■ YOUR INSTRUCTIONS
The records below must be written out exactly, with every picture left behind.

■ MATERIAL FOR THIS EXERCISE
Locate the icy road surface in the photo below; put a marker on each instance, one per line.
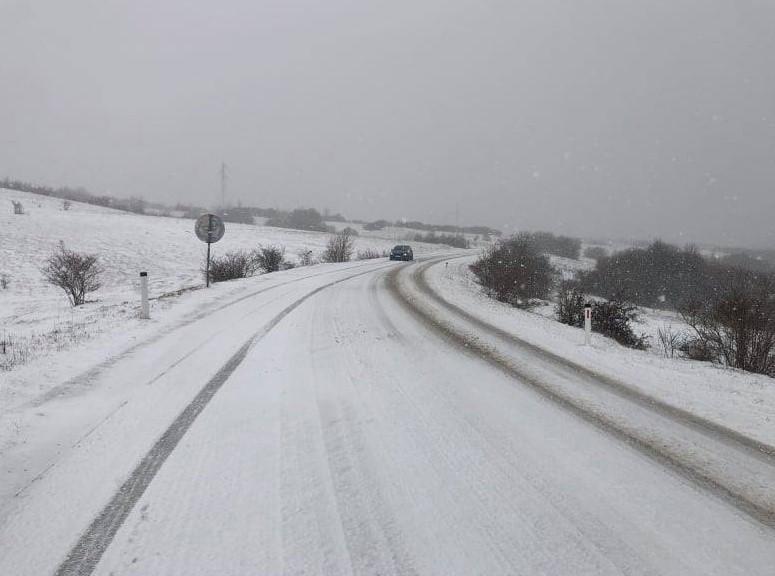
(325, 424)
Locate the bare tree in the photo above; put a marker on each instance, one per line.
(77, 274)
(737, 327)
(339, 247)
(514, 271)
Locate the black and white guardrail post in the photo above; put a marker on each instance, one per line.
(588, 323)
(145, 310)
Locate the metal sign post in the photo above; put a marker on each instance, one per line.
(587, 323)
(209, 228)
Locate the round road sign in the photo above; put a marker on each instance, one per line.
(209, 228)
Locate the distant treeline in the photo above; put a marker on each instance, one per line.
(549, 243)
(448, 228)
(454, 240)
(134, 204)
(299, 219)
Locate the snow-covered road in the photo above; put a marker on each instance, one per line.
(340, 433)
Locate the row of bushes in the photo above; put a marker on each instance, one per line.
(730, 312)
(454, 240)
(448, 229)
(78, 274)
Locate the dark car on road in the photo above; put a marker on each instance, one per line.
(402, 252)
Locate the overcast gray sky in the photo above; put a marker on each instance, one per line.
(634, 118)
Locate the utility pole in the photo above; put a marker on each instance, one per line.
(223, 186)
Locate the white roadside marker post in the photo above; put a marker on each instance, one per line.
(145, 310)
(587, 324)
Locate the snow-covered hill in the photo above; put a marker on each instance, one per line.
(36, 319)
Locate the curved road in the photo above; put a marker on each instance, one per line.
(340, 433)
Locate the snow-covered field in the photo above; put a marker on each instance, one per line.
(739, 400)
(39, 327)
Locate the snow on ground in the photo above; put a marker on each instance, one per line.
(39, 327)
(739, 400)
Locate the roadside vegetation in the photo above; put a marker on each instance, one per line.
(340, 247)
(727, 304)
(515, 271)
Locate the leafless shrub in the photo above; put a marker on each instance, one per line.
(611, 318)
(232, 265)
(514, 271)
(671, 341)
(305, 257)
(370, 254)
(339, 247)
(737, 327)
(77, 274)
(269, 258)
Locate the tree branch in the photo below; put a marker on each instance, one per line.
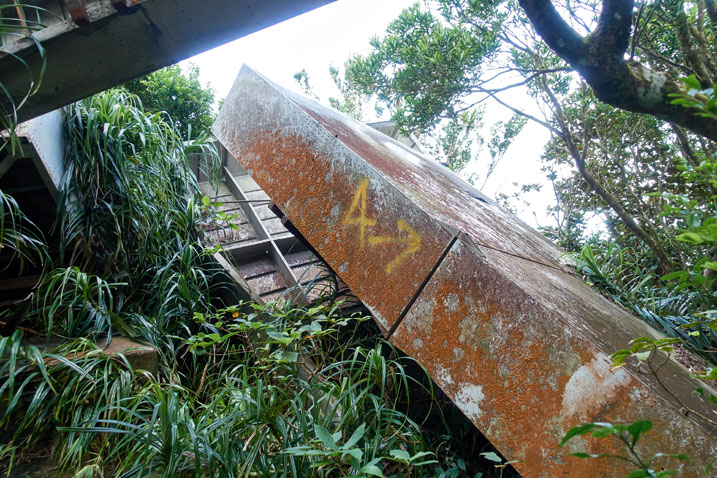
(600, 59)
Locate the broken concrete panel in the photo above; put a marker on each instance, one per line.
(479, 298)
(108, 45)
(350, 213)
(525, 356)
(46, 137)
(139, 356)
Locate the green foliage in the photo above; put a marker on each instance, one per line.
(425, 63)
(676, 312)
(128, 193)
(695, 97)
(40, 390)
(285, 389)
(180, 95)
(19, 235)
(628, 436)
(17, 20)
(75, 304)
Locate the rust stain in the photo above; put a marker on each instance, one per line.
(349, 219)
(520, 346)
(482, 340)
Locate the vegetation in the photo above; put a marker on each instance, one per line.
(588, 69)
(18, 20)
(286, 389)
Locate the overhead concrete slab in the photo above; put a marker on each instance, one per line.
(518, 342)
(92, 45)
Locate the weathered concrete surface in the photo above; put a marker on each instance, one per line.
(480, 299)
(139, 356)
(117, 40)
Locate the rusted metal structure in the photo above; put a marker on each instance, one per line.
(519, 343)
(91, 45)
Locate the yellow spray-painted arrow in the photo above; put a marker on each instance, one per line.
(412, 241)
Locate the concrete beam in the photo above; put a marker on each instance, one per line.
(123, 39)
(517, 341)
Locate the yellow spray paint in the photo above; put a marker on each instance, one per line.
(361, 219)
(356, 215)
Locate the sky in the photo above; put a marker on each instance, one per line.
(330, 35)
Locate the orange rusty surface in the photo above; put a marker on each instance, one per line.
(520, 345)
(366, 230)
(317, 202)
(524, 377)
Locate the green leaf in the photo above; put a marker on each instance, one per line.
(372, 470)
(400, 455)
(690, 237)
(356, 436)
(638, 428)
(325, 437)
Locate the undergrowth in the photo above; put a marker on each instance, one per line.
(288, 389)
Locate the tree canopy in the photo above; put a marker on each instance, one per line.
(180, 94)
(447, 57)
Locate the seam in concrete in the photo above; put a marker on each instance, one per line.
(405, 310)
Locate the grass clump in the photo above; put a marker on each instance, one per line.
(240, 390)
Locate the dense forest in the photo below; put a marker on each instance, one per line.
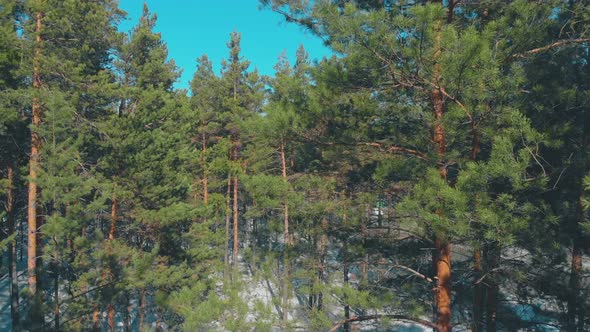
(434, 174)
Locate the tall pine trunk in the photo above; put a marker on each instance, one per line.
(32, 250)
(113, 226)
(204, 162)
(477, 324)
(227, 219)
(286, 238)
(56, 313)
(575, 316)
(442, 246)
(142, 304)
(235, 215)
(12, 259)
(492, 260)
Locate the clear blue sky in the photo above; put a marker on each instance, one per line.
(192, 28)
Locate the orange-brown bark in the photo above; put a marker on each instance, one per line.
(477, 325)
(96, 319)
(227, 219)
(34, 165)
(235, 213)
(111, 317)
(443, 288)
(203, 163)
(113, 227)
(286, 234)
(575, 313)
(12, 259)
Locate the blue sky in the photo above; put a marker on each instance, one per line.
(192, 28)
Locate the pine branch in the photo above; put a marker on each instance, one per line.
(375, 317)
(550, 46)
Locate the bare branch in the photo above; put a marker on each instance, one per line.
(374, 317)
(550, 46)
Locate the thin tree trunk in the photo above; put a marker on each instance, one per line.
(346, 327)
(141, 309)
(575, 314)
(492, 256)
(159, 320)
(287, 240)
(443, 289)
(113, 227)
(286, 235)
(36, 317)
(443, 247)
(235, 210)
(477, 325)
(34, 165)
(96, 319)
(127, 318)
(56, 313)
(478, 289)
(321, 269)
(227, 220)
(204, 163)
(112, 233)
(111, 317)
(12, 268)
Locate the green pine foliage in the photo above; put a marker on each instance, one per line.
(437, 125)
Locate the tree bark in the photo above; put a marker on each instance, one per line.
(111, 317)
(575, 319)
(345, 271)
(113, 227)
(34, 165)
(12, 268)
(443, 289)
(443, 247)
(287, 238)
(477, 324)
(227, 220)
(204, 162)
(235, 213)
(96, 319)
(141, 309)
(35, 315)
(492, 256)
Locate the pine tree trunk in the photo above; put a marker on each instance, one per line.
(235, 212)
(35, 314)
(286, 235)
(56, 313)
(477, 325)
(443, 248)
(321, 268)
(287, 240)
(345, 271)
(227, 220)
(492, 257)
(127, 320)
(12, 268)
(159, 320)
(113, 227)
(96, 319)
(575, 319)
(141, 309)
(443, 289)
(204, 163)
(33, 166)
(111, 317)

■ COMPLETE RESPONSE
Locate the icy road surface in the photo below; put a marker on each instance, one per line.
(325, 424)
Locate the bare tree in the photo above; put a marker on each instance, one per line.
(77, 274)
(737, 327)
(339, 247)
(514, 271)
Locate the black and white guardrail post in the photo above; put a marker on each instance, one per line.
(588, 323)
(145, 310)
Locate the metal sign post in the photo above; put a marker on each instance, one per line.
(587, 323)
(209, 228)
Locate the round road sign in the photo above; put a marker on each instance, one per line.
(209, 228)
Locate the distant treeline in the photo above; put a marker on each instance, one per line.
(549, 243)
(448, 228)
(454, 240)
(134, 204)
(299, 219)
Locate the snow-covered road in the photo above; put a marker on each instance, one per line.
(340, 433)
Locate the row of bushes in the photo above; put a marker on each instance, one per line.
(730, 312)
(454, 240)
(448, 229)
(78, 274)
Locate the dark car on road in the photo above; put a marker on each instance, one per line.
(402, 252)
Locate the overcast gray sky in the photo above; put a marker on each instance, one per line.
(634, 118)
Locate the utility pole in the photo above; put a marker on each instance, one per line.
(223, 186)
Locate the white roadside marker post in the photo above; put a marker on each instance, one per line.
(145, 310)
(587, 324)
Locate the snow-covered hill in the photo above; put a marker on each instance, one per line.
(36, 319)
Locate the curved road in the photo above; put a marker on each instance, one per line.
(340, 433)
Locate the snow-covered field in the photo above; put a marker on each instance, one per line.
(739, 400)
(39, 327)
Locate the snow on ground in the photo above; put a marker on each instance, one per line.
(39, 327)
(739, 400)
Locate the roadside vegetation in the photo above; put a marker on each instance, one per line.
(340, 247)
(727, 304)
(515, 271)
Locate the leafless shrub in the photo above; put a marker on each instance, one per line.
(611, 318)
(232, 265)
(514, 271)
(671, 341)
(305, 257)
(370, 254)
(339, 247)
(737, 327)
(77, 274)
(269, 258)
Locate the tree branch in the photo below; put a marker on each instance, one per line.
(600, 59)
Locate the broken concrete panel in the photo above; put a marker on each instance, one per line.
(479, 298)
(108, 45)
(350, 213)
(525, 356)
(46, 137)
(139, 356)
Locate the green foliage in the photo above; put a marker on each instance, one per line.
(425, 63)
(676, 312)
(128, 193)
(695, 97)
(40, 390)
(285, 389)
(180, 95)
(19, 235)
(628, 436)
(17, 20)
(75, 304)
Locate the rust stain in the photo above; put a marker on each instance, one per line.
(349, 219)
(520, 346)
(482, 340)
Locate the vegetation in the photo above; put a marker on each instance, one per line.
(588, 69)
(18, 20)
(286, 389)
Locate the overhead concrete slab in the photo above; put a marker on each instance, one per line.
(518, 342)
(92, 45)
Locate the weathered concrete surface in the photo above; put a marker on each instance, one per line.
(480, 299)
(139, 356)
(117, 40)
Locate the rusted metal structure in the photo above; put a marker on each instance, one per line.
(519, 343)
(91, 45)
Locate the yellow spray-painted arrow in the photo above; put a marker on each instance, one per line.
(412, 241)
Locate the concrete beam in the photo above; put a marker on each instance, one per line.
(123, 39)
(517, 341)
Locate the yellow spray paint in the photo above; put a marker on each instance, one per line.
(361, 219)
(356, 215)
Locate the sky in the photo above; put a marker on each instance, one per line.
(330, 35)
Locate the orange rusty surface in the photo above; put a marker on each instance, one per line.
(520, 345)
(366, 230)
(317, 202)
(524, 377)
Locate the green leaf in the photo above; put a marker on each instance, one per line.
(372, 470)
(400, 455)
(690, 237)
(356, 436)
(638, 428)
(325, 437)
Locate the undergrowth in the photo above; put a marker on each instance, one per line.
(288, 389)
Locate the tree canopy in the photo above; put a marker on each instance, one per line.
(180, 94)
(447, 57)
Locate the seam in concrete in the photo above; put a marker on each instance, one per line.
(405, 310)
Locate the grass clump in the photo above; put a marker on each instance, one per line.
(240, 390)
Locate the dense forest in the photo below; put a marker on each instance, one per line.
(434, 174)
Locate the tall pine trunk in the photo above; put a marker on each instance, one per line.
(32, 250)
(113, 226)
(204, 162)
(477, 324)
(227, 219)
(286, 238)
(56, 313)
(575, 316)
(442, 246)
(142, 304)
(235, 215)
(12, 259)
(492, 260)
Locate the clear blue sky in the photo above; put a marker on each instance, one per line.
(192, 28)
Locate the orange-brown bark in the photo above; put a marker on each instance, one per line.
(477, 325)
(96, 319)
(227, 219)
(34, 165)
(235, 213)
(111, 317)
(443, 288)
(203, 163)
(113, 227)
(286, 234)
(575, 313)
(12, 259)
Locate the blue sky in the photo above; put a marker on each instance, one per line.
(192, 28)
Locate the pine branch in the photo above; put a marker on each instance, one per line.
(375, 317)
(550, 46)
Locate the bare branch in the photo above; put a marker on each instance, one per line.
(374, 317)
(550, 46)
Locate the thin tree trunk in the photo above; put a marker on each instance, one per line.
(346, 327)
(141, 309)
(575, 314)
(492, 256)
(159, 320)
(287, 240)
(443, 289)
(113, 227)
(286, 235)
(36, 317)
(443, 247)
(235, 210)
(477, 325)
(34, 165)
(96, 319)
(127, 318)
(56, 313)
(478, 289)
(321, 269)
(227, 220)
(204, 163)
(112, 233)
(111, 317)
(12, 268)
Locate the green pine foliage in the photo above; put a marker on each instance, one per line.
(437, 125)
Locate the tree bark in the photo above; put a marker on each instance, one per line.
(111, 317)
(575, 319)
(345, 271)
(113, 227)
(34, 165)
(12, 268)
(443, 289)
(443, 247)
(287, 238)
(477, 324)
(227, 220)
(204, 162)
(235, 213)
(96, 319)
(141, 309)
(35, 315)
(492, 256)
Locate the pine tree trunk in the photo above; put a marker on each instance, one per line.
(235, 212)
(35, 314)
(286, 235)
(56, 313)
(477, 325)
(443, 248)
(321, 268)
(287, 240)
(345, 271)
(227, 220)
(492, 257)
(127, 320)
(12, 268)
(159, 320)
(113, 227)
(96, 319)
(575, 319)
(141, 309)
(443, 289)
(204, 163)
(33, 166)
(111, 317)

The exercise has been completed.